**Supplied data**
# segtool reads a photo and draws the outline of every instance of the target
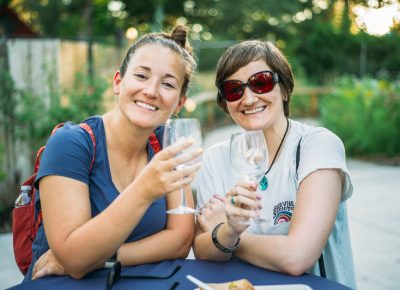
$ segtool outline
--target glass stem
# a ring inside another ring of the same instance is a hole
[[[186,195],[183,187],[181,187],[181,207],[186,207]]]

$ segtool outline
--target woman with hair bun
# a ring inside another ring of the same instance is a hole
[[[200,164],[174,170],[201,150],[178,152],[190,140],[155,154],[163,126],[177,114],[195,59],[188,30],[149,33],[129,48],[114,75],[114,109],[84,121],[93,131],[65,124],[49,139],[35,181],[36,211],[43,214],[25,280],[47,275],[79,279],[114,257],[122,265],[186,258],[194,236],[192,215],[167,215],[179,205]],[[154,135],[153,135],[154,136]],[[154,139],[153,139],[154,141]],[[92,163],[93,160],[93,163]]]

**Problem to solve**
Find the string "target" in the data. Report each line it appears in.

**Output for this exercise**
# segtool reads a photo and draws the outline of every instance of the target
--target glass stem
--target woman with hair bun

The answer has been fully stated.